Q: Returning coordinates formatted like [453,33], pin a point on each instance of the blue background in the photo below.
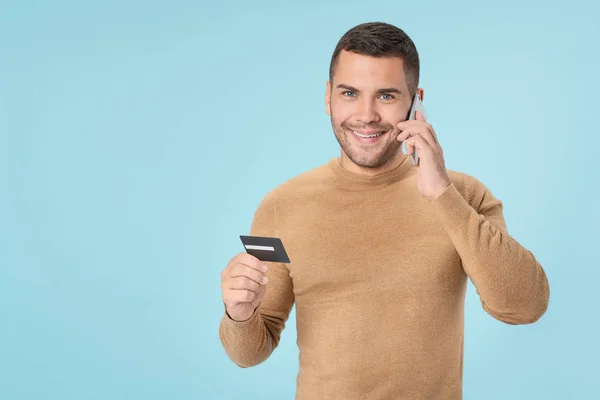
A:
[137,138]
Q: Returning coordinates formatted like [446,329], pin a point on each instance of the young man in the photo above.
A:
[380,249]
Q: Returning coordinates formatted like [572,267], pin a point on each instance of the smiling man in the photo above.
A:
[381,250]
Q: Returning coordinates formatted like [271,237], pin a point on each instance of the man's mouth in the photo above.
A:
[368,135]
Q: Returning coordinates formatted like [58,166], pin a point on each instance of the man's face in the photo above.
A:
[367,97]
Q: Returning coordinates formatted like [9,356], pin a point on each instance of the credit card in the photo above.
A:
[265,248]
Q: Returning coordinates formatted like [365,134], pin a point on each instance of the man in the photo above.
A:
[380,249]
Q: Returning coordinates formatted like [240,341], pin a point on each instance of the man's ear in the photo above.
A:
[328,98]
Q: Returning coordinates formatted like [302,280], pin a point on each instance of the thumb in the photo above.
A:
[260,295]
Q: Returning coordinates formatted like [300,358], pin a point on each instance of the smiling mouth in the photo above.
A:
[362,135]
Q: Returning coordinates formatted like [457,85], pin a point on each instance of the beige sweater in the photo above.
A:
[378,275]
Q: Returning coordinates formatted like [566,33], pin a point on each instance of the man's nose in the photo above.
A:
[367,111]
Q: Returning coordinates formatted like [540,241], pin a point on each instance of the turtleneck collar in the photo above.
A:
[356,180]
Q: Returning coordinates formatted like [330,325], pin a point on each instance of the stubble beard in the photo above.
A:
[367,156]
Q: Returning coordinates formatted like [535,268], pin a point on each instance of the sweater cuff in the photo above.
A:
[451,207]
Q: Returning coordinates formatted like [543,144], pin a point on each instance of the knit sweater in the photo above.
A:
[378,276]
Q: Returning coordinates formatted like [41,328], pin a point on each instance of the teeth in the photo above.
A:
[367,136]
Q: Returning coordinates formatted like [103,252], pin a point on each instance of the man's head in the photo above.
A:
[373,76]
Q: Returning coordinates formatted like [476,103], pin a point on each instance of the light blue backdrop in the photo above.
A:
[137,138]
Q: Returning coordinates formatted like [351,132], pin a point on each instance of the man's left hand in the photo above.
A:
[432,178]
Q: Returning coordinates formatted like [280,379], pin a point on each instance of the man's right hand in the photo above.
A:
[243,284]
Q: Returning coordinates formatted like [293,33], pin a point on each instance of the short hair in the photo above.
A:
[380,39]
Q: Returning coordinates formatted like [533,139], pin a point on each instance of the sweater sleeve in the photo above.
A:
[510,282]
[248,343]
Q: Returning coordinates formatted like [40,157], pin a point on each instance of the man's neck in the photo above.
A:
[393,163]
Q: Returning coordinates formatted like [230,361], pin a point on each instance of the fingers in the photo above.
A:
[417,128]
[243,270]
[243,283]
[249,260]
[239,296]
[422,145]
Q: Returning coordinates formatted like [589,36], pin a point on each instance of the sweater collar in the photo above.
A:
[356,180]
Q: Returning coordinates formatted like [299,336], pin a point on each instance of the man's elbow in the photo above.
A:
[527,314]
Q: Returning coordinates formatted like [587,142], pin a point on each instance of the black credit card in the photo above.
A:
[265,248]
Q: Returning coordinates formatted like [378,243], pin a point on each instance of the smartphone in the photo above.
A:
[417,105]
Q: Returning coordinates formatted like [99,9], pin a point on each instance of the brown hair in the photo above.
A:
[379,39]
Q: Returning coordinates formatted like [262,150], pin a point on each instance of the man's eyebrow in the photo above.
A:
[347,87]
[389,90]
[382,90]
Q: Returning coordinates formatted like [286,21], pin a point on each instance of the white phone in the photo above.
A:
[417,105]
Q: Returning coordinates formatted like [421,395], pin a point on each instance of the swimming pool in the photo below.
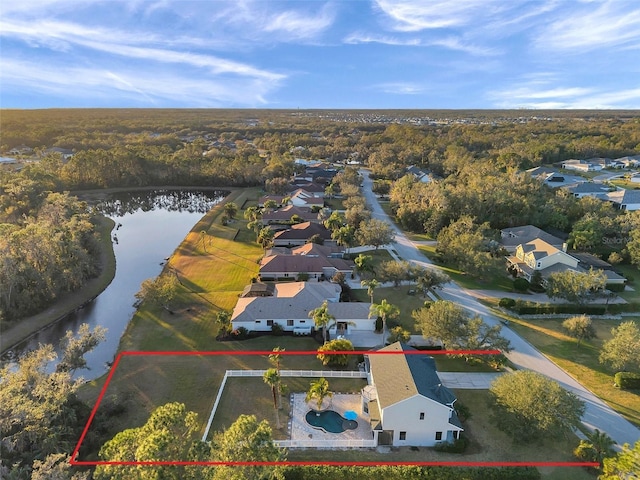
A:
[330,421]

--*--

Problem:
Without any pictures, restate word for word only the lines from the one with "Q: Returning coordinates formatted like [378,243], pin" through the end of the listing.

Response for this exercise:
Q: Returning coordinates formatted like [378,243], pin a point on each instance of the smartphone in the photo above.
A:
[417,105]
Q: Returning coordinates formatted like [99,9], pin a point on each instance of the brown hair in the photo above.
A:
[379,39]
Q: Returning coordinates formatted like [262,150], pin a point on each instance of the man's eyebrow in the photo above.
A:
[347,87]
[389,90]
[382,90]
Q: Returning coordinates formatted like [286,21], pin a point on each instance of the white phone in the photo above.
A:
[417,105]
Q: Returning coordinates formatted like [421,395], pin a point on each instance of the swimming pool in the photo below.
A:
[330,421]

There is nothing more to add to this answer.